─── SOURCE MATERIAL ───
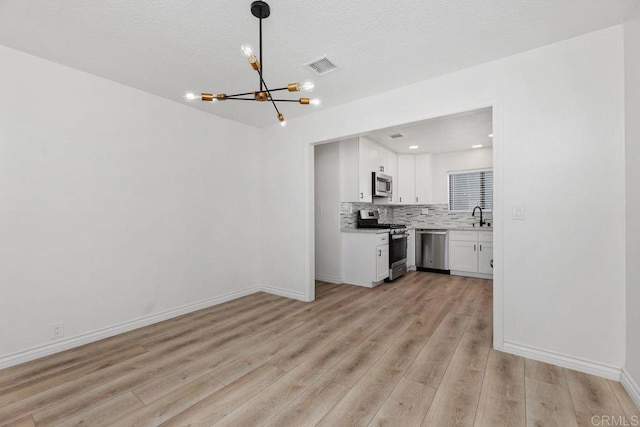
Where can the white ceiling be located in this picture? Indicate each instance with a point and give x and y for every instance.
(166, 47)
(442, 134)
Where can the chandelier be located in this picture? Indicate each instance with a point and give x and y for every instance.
(260, 10)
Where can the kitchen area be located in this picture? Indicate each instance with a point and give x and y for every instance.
(414, 197)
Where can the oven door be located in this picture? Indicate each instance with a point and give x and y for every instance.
(397, 249)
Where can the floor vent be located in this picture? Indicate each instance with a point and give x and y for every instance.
(321, 66)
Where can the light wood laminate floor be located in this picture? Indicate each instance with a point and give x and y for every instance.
(414, 352)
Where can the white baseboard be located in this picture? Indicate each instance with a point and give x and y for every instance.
(586, 366)
(284, 293)
(329, 279)
(86, 338)
(467, 274)
(631, 386)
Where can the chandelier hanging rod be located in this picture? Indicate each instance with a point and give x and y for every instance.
(260, 10)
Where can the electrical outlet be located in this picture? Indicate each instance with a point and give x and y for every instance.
(57, 330)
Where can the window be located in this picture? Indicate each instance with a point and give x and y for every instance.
(470, 189)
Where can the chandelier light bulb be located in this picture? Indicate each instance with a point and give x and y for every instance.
(247, 49)
(190, 96)
(262, 92)
(306, 86)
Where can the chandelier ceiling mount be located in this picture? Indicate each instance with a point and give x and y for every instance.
(260, 10)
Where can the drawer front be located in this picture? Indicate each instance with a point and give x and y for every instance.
(465, 236)
(485, 236)
(383, 239)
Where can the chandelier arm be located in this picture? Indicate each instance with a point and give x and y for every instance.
(268, 91)
(241, 94)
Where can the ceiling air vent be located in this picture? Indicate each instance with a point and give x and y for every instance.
(321, 66)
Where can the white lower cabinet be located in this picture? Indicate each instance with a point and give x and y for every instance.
(365, 258)
(462, 256)
(411, 250)
(485, 258)
(382, 263)
(471, 253)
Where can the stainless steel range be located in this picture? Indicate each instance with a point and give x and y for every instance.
(398, 238)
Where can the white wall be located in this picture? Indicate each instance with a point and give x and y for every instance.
(327, 212)
(632, 74)
(115, 206)
(559, 150)
(443, 163)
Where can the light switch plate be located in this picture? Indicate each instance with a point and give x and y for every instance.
(518, 212)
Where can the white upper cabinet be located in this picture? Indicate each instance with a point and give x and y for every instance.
(414, 179)
(392, 169)
(355, 170)
(424, 192)
(406, 179)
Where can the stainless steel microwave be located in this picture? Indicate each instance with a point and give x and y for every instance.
(381, 184)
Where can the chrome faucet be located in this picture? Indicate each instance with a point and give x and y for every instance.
(474, 214)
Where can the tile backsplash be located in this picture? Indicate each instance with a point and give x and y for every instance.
(438, 216)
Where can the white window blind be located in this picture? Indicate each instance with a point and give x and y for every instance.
(470, 189)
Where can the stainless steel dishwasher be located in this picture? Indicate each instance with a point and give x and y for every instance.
(432, 249)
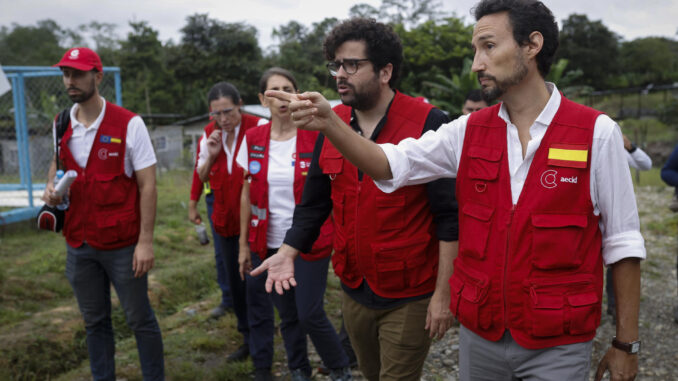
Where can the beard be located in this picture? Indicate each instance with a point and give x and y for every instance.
(491, 94)
(83, 95)
(365, 97)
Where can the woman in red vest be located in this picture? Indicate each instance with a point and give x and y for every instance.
(276, 157)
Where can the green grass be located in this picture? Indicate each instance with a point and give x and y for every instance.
(41, 331)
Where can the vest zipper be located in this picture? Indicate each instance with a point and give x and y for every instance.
(506, 263)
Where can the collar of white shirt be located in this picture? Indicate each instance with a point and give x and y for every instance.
(79, 127)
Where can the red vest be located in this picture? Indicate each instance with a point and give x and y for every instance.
(227, 186)
(258, 142)
(387, 239)
(534, 268)
(104, 202)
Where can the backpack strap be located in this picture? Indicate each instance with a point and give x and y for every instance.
(63, 120)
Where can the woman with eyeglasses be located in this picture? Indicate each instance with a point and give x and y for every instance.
(276, 157)
(218, 146)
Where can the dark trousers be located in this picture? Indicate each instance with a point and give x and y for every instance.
(91, 272)
(222, 274)
(260, 315)
(229, 255)
(311, 277)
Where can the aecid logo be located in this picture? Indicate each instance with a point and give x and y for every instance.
(549, 179)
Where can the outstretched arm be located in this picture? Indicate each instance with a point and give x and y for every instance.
(311, 111)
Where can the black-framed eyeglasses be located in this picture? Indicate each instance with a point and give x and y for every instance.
(350, 66)
(226, 111)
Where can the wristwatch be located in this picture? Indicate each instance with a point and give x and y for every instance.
(632, 347)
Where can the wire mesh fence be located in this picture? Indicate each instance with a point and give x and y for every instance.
(26, 138)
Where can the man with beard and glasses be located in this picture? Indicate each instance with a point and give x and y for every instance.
(392, 252)
(545, 199)
(109, 223)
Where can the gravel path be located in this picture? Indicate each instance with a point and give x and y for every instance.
(659, 355)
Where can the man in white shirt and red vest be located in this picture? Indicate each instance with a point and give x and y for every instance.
(109, 223)
(392, 252)
(545, 202)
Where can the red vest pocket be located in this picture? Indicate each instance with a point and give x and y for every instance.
(474, 228)
(556, 240)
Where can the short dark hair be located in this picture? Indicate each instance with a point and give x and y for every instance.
(263, 82)
(475, 95)
(382, 44)
(224, 90)
(526, 16)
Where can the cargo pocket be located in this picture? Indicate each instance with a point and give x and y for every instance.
(109, 192)
(338, 207)
(469, 292)
(483, 163)
(556, 239)
(390, 214)
(561, 306)
(396, 271)
(474, 227)
(112, 230)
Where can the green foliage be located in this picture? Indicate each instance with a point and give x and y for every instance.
(591, 47)
(649, 60)
(449, 94)
(431, 50)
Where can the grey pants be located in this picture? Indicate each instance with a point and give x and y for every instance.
(481, 359)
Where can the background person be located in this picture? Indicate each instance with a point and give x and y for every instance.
(392, 252)
(669, 174)
(110, 221)
(197, 188)
(277, 157)
(218, 147)
(533, 190)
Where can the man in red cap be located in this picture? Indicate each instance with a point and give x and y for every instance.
(109, 223)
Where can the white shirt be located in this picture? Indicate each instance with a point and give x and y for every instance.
(280, 177)
(639, 159)
(139, 153)
(437, 153)
(203, 153)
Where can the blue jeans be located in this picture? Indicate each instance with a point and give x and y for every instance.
(229, 255)
(91, 272)
(260, 314)
(222, 274)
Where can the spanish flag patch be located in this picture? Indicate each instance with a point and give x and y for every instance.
(568, 155)
(109, 139)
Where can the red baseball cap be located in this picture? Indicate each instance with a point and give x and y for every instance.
(84, 59)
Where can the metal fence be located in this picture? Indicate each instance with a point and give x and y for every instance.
(26, 140)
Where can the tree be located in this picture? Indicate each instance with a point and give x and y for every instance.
(433, 49)
(148, 86)
(31, 45)
(212, 51)
(301, 52)
(408, 13)
(649, 60)
(590, 47)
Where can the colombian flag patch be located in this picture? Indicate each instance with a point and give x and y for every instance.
(568, 155)
(109, 139)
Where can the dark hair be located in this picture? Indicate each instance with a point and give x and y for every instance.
(224, 90)
(526, 16)
(475, 95)
(382, 44)
(263, 82)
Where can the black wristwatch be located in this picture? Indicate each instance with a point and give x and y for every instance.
(632, 348)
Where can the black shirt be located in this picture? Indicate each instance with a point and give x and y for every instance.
(316, 205)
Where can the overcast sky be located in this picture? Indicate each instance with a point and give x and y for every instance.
(629, 18)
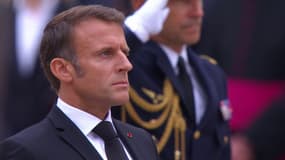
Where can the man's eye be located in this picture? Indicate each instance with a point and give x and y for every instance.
(106, 53)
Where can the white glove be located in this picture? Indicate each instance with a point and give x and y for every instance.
(148, 20)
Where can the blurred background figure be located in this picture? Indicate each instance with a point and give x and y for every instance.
(264, 139)
(247, 39)
(27, 96)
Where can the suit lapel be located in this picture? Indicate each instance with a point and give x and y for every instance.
(130, 140)
(72, 135)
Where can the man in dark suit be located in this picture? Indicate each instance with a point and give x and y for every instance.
(27, 96)
(84, 55)
(160, 102)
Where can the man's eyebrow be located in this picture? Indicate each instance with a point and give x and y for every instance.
(126, 50)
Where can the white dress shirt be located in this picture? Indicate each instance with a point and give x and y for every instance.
(198, 92)
(86, 123)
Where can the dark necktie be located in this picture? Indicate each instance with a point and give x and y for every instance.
(187, 90)
(113, 148)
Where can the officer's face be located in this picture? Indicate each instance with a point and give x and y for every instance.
(183, 25)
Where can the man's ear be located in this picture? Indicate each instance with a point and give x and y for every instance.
(136, 4)
(62, 69)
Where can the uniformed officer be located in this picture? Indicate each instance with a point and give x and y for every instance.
(179, 97)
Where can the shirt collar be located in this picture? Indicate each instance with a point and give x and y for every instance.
(86, 122)
(173, 56)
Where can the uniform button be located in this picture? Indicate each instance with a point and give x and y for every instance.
(197, 135)
(226, 139)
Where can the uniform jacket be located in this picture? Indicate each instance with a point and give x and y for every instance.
(57, 138)
(151, 70)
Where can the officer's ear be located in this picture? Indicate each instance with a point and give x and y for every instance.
(136, 4)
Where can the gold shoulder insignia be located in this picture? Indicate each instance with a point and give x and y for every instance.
(208, 58)
(156, 98)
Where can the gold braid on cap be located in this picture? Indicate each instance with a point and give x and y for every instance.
(170, 115)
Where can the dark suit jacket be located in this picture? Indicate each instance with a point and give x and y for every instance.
(26, 100)
(150, 69)
(57, 138)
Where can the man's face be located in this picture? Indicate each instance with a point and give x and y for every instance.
(183, 25)
(101, 51)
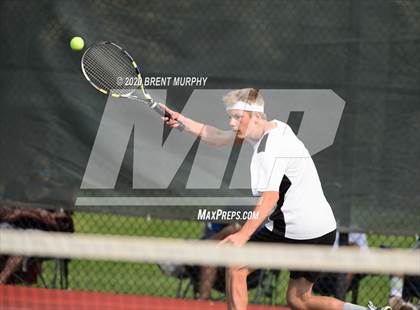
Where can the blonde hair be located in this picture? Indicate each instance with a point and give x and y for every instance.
(248, 95)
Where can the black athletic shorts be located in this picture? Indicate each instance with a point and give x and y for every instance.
(264, 235)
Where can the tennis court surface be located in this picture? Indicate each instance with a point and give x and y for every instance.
(25, 298)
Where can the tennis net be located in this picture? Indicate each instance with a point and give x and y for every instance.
(183, 263)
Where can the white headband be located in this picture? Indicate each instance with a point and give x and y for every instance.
(240, 105)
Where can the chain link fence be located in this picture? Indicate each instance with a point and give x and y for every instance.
(367, 52)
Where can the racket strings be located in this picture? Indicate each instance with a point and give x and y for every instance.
(106, 71)
(108, 67)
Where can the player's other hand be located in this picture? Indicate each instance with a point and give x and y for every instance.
(236, 239)
(173, 118)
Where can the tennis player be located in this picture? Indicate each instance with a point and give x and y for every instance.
(292, 206)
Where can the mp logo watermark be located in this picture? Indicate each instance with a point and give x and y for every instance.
───
__PROBLEM TO WORK ON__
Your answer must be the lines from the one containing "Where can the racket" to the last line of the entries, repeated exactly and with nothing else.

__OUTPUT BELOW__
Where can the racket strings be located in this picture? Indicate each instance with a point and give x and y for every instance.
(106, 71)
(108, 67)
Where can the player's other hand be located in this picture? Indicate each instance with a point and give x and y for every instance.
(236, 239)
(173, 118)
Where can the tennis player be located in this picture? Indicate each instance with a point and give x and y for every instance.
(292, 206)
Where can the mp logo watermark be located in this picture? Indicate each instance with a point and give x and y for every instance.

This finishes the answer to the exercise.